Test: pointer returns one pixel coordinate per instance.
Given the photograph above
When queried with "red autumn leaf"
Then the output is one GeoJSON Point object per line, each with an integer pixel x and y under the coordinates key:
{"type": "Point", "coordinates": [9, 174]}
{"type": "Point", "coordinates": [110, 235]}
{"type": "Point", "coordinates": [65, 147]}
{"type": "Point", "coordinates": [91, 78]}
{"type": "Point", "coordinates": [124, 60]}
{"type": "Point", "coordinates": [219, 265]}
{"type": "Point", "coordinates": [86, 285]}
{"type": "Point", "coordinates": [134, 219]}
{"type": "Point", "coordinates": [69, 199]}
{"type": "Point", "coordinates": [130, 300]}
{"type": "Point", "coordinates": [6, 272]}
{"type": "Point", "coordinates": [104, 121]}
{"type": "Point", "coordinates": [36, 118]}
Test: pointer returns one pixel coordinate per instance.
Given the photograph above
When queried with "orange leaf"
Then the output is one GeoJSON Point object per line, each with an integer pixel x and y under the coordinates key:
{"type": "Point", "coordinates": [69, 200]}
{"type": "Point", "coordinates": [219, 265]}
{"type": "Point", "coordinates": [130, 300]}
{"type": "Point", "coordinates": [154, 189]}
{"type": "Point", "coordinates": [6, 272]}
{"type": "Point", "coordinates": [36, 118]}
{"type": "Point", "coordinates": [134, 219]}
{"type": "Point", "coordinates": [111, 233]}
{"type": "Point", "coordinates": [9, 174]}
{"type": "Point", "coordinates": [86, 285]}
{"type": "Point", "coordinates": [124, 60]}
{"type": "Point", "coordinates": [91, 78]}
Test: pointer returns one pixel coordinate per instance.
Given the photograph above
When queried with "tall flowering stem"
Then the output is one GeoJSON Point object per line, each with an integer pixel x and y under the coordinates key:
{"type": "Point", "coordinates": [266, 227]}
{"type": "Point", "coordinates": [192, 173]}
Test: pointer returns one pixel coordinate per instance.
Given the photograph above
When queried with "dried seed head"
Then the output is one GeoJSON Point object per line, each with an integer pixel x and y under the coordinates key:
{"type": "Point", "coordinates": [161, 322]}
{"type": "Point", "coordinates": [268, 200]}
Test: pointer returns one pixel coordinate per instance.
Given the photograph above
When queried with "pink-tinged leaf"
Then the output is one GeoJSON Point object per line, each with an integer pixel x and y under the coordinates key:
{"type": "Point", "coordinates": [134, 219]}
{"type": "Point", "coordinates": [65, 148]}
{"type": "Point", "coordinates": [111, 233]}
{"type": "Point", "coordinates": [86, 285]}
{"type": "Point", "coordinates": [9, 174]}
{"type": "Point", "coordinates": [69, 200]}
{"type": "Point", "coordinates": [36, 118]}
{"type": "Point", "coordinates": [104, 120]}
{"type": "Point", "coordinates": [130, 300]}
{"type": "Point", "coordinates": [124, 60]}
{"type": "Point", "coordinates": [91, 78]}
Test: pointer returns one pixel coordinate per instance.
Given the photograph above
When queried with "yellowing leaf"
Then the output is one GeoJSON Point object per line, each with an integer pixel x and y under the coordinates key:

####

- **YOUR TASK**
The records above are to be copied in full, exactly as written.

- **EXERCISE RESPONSE**
Test: pointer returns one pixel coordinate per instance.
Given the photograph above
When queried with "red autumn leaf"
Then the output is one GeoJSON Point object per line, each with an integer pixel x and y under the coordinates key:
{"type": "Point", "coordinates": [9, 174]}
{"type": "Point", "coordinates": [110, 235]}
{"type": "Point", "coordinates": [65, 147]}
{"type": "Point", "coordinates": [91, 78]}
{"type": "Point", "coordinates": [124, 60]}
{"type": "Point", "coordinates": [219, 265]}
{"type": "Point", "coordinates": [86, 285]}
{"type": "Point", "coordinates": [134, 219]}
{"type": "Point", "coordinates": [69, 199]}
{"type": "Point", "coordinates": [130, 300]}
{"type": "Point", "coordinates": [6, 272]}
{"type": "Point", "coordinates": [104, 121]}
{"type": "Point", "coordinates": [36, 118]}
Test: pointer returns one pixel coordinate per instance.
Given the photograph above
When queried with "orange leaf"
Then the output is one GeoJSON Point object per line, each with an integer pixel x and y under the coordinates key:
{"type": "Point", "coordinates": [69, 200]}
{"type": "Point", "coordinates": [219, 265]}
{"type": "Point", "coordinates": [130, 300]}
{"type": "Point", "coordinates": [154, 189]}
{"type": "Point", "coordinates": [6, 272]}
{"type": "Point", "coordinates": [36, 118]}
{"type": "Point", "coordinates": [134, 219]}
{"type": "Point", "coordinates": [111, 233]}
{"type": "Point", "coordinates": [9, 174]}
{"type": "Point", "coordinates": [86, 285]}
{"type": "Point", "coordinates": [124, 60]}
{"type": "Point", "coordinates": [91, 78]}
Test: pointer returns one pixel coordinate per instance.
Given the photograph above
When queried with "tall flowering stem"
Then the output is one GeoJSON Point object per line, each with an integer pixel x and y under the coordinates key:
{"type": "Point", "coordinates": [266, 227]}
{"type": "Point", "coordinates": [192, 173]}
Test: pointer returns one pixel coordinate per instance.
Given the photograph above
When queried with "dried seed head"
Then the output is one GeoJSON Point object per line, each with an integer pixel x and y under the coordinates key:
{"type": "Point", "coordinates": [161, 322]}
{"type": "Point", "coordinates": [268, 200]}
Test: pointer returns one pixel coordinate per instance.
Given the photograph above
When queried with "pink-tinged leaf"
Then the output is one GeoJSON Point object per line, each with an integer pixel x and y under the coordinates key:
{"type": "Point", "coordinates": [134, 219]}
{"type": "Point", "coordinates": [65, 148]}
{"type": "Point", "coordinates": [111, 233]}
{"type": "Point", "coordinates": [86, 285]}
{"type": "Point", "coordinates": [9, 174]}
{"type": "Point", "coordinates": [69, 200]}
{"type": "Point", "coordinates": [36, 118]}
{"type": "Point", "coordinates": [104, 120]}
{"type": "Point", "coordinates": [130, 300]}
{"type": "Point", "coordinates": [124, 60]}
{"type": "Point", "coordinates": [91, 78]}
Test: pointer returns one pixel coordinate per instance.
Given the photograph above
When queried with "yellowing leaf"
Then the output is one GeoJSON Point object per line, each with an integer pixel x and y under the coordinates key:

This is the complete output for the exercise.